TASK DIRECTIONS — Starting at the line that contains "trace the outline of every instance of the sky" and ending at the end of the material, reproduce those lines with "top-left corner" changed to "upper-left corner" and nothing else altered.

RECORDS PROVIDED —

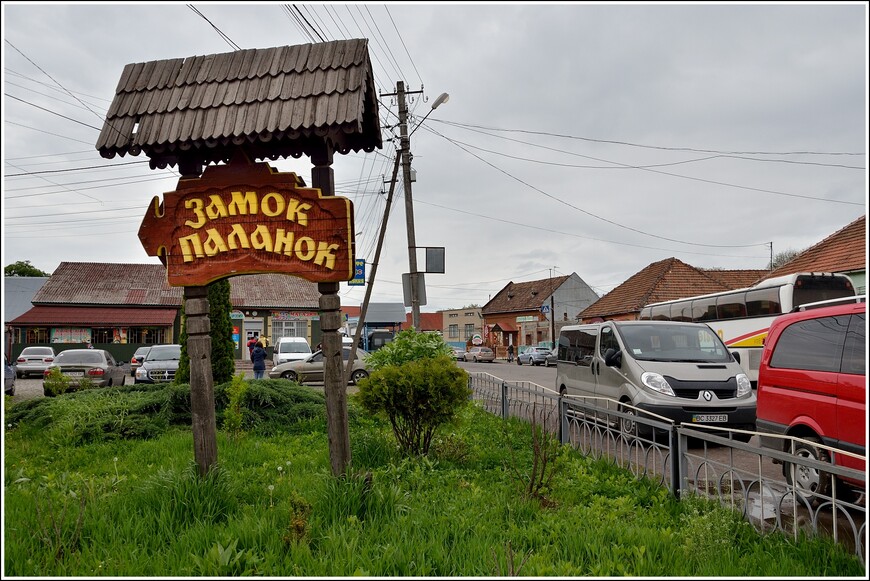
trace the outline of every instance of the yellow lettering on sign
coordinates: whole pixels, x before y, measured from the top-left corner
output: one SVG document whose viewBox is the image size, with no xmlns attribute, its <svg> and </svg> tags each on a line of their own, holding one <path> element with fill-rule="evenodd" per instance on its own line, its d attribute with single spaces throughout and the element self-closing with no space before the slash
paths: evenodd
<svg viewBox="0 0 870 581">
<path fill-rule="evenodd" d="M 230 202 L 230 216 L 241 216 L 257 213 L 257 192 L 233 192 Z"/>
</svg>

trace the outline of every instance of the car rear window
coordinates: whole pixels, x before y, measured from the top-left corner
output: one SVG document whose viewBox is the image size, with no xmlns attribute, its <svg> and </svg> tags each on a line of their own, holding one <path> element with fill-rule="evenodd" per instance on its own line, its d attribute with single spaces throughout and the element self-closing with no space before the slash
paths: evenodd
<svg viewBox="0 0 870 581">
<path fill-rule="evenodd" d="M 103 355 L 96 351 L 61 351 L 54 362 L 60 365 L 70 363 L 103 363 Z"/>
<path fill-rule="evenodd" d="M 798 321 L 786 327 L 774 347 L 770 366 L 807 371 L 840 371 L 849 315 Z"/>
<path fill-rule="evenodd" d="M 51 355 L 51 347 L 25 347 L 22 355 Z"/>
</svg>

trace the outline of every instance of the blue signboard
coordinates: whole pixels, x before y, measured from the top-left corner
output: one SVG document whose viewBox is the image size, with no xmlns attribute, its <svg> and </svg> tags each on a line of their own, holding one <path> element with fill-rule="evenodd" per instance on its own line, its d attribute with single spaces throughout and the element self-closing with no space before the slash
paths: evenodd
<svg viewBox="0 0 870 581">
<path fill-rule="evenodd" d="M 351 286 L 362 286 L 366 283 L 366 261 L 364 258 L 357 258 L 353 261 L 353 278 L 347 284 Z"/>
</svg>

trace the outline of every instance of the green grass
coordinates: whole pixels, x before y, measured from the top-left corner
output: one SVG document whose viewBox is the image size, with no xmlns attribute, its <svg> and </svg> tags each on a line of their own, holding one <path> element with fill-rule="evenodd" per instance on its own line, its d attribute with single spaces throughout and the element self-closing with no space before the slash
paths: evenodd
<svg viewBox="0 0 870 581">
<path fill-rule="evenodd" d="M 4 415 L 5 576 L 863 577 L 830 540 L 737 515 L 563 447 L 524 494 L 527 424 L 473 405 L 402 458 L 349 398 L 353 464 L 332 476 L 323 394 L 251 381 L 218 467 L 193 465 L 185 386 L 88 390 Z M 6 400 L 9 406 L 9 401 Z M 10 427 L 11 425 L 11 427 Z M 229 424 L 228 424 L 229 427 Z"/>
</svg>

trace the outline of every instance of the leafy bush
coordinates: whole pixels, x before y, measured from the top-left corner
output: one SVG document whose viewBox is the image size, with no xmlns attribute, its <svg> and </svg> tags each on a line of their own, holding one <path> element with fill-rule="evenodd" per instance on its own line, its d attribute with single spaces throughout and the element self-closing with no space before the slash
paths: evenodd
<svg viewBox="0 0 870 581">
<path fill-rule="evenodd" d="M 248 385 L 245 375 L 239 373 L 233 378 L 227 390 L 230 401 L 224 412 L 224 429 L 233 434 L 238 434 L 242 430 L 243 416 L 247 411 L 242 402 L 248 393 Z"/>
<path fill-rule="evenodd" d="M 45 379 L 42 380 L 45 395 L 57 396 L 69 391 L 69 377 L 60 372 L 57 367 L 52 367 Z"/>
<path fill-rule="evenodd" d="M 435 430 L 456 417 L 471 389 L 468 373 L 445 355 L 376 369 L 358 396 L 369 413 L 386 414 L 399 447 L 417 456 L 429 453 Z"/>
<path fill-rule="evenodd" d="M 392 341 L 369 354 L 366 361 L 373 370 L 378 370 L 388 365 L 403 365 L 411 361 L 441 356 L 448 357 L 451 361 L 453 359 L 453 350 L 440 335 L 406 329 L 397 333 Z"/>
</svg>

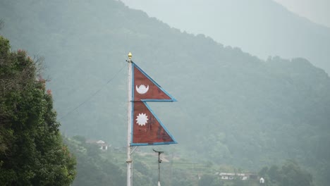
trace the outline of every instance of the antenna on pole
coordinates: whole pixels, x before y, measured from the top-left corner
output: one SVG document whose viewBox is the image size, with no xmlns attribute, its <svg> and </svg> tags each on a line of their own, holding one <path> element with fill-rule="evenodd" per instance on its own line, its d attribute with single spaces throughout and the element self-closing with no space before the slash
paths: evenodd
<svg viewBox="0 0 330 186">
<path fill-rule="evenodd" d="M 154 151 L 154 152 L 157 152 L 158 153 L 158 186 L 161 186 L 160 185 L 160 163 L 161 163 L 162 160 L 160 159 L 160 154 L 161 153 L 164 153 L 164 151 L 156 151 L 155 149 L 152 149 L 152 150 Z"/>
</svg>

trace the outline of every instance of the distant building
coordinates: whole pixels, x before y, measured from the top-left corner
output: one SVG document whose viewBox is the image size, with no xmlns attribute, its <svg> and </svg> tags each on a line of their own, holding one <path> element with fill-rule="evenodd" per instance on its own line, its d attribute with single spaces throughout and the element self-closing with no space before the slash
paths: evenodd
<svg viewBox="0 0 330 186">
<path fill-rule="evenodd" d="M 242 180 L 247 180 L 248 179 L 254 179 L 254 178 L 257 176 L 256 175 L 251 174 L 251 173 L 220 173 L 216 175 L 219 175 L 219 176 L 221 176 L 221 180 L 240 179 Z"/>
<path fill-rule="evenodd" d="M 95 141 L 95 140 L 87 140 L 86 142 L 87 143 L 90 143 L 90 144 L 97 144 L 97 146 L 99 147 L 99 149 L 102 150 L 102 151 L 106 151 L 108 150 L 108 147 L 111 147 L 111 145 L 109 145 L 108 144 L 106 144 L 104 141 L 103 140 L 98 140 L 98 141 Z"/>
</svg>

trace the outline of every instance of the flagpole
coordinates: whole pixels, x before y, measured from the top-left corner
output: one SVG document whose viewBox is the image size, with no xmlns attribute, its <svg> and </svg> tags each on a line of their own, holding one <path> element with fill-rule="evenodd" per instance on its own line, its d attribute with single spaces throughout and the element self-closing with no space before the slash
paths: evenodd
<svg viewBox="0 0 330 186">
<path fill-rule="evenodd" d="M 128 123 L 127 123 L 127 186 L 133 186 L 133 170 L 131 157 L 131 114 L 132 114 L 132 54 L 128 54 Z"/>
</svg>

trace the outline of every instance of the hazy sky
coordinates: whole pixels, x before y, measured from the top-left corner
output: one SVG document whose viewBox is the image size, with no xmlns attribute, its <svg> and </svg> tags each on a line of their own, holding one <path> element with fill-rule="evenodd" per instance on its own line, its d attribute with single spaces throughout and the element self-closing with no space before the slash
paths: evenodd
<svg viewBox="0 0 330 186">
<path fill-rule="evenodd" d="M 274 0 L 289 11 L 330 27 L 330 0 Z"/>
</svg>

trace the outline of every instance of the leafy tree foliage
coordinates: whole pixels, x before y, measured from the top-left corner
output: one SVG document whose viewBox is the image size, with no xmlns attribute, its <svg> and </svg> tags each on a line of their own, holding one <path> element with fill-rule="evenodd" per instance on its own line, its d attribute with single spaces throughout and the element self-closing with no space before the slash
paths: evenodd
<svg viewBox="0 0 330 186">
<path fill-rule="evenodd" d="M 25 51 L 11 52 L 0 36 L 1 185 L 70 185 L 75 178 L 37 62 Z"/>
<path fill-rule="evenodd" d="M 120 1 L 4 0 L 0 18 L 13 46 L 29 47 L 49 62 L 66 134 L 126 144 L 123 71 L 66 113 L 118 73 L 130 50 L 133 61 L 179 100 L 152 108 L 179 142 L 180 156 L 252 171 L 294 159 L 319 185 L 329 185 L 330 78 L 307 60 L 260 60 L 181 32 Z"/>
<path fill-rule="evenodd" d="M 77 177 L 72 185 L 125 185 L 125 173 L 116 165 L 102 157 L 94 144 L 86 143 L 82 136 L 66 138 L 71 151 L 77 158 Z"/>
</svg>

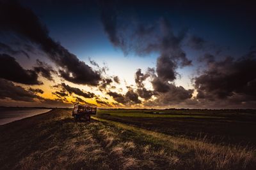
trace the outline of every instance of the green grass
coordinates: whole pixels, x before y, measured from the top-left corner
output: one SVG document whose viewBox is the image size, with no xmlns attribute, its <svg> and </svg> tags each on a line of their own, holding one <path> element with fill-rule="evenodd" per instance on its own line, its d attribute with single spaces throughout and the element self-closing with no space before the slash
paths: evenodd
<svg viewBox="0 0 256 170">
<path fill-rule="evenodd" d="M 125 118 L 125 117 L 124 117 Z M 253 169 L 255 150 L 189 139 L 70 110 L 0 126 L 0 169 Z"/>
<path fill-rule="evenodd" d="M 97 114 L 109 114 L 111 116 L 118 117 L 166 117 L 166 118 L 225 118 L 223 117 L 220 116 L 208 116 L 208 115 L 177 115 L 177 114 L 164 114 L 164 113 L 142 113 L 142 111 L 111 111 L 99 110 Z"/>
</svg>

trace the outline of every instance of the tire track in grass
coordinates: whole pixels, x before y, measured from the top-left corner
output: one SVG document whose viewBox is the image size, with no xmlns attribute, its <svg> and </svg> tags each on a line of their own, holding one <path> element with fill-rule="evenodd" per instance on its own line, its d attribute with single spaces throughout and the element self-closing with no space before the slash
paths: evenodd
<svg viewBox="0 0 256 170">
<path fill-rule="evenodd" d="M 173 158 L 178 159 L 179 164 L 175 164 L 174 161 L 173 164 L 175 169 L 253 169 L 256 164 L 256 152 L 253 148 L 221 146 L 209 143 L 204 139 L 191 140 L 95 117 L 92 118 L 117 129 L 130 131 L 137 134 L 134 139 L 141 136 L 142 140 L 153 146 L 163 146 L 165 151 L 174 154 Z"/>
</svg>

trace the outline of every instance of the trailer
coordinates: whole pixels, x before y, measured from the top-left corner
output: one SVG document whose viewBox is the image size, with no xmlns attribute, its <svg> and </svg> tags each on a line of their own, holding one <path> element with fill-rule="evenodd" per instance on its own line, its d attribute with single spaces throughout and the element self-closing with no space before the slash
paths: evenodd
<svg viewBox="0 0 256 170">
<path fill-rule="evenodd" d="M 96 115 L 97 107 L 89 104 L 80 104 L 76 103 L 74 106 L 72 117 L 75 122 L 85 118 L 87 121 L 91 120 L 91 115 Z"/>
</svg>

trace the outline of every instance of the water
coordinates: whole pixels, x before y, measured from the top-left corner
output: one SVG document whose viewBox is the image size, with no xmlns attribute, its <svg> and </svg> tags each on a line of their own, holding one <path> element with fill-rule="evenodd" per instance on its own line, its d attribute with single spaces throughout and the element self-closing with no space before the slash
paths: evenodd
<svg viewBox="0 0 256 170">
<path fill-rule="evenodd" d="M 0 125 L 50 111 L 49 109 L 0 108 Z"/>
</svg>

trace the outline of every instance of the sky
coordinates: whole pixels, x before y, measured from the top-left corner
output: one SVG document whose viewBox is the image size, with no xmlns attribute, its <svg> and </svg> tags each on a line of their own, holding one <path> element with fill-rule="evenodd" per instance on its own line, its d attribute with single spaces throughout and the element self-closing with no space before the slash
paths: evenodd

SOLUTION FOR THIS EXERCISE —
trace the outline of every instance of the sky
coordinates: whole pixels, x before y, measured from the upper-left corner
output: one SVG document whose viewBox is the image size, with no xmlns attribute, its <svg> and </svg> tags each on a line of their own, holding one <path> element with fill-rule="evenodd" per instance on its own line, its d attribute with single spaces throughout and the element self-closing with no space before the slash
paths: evenodd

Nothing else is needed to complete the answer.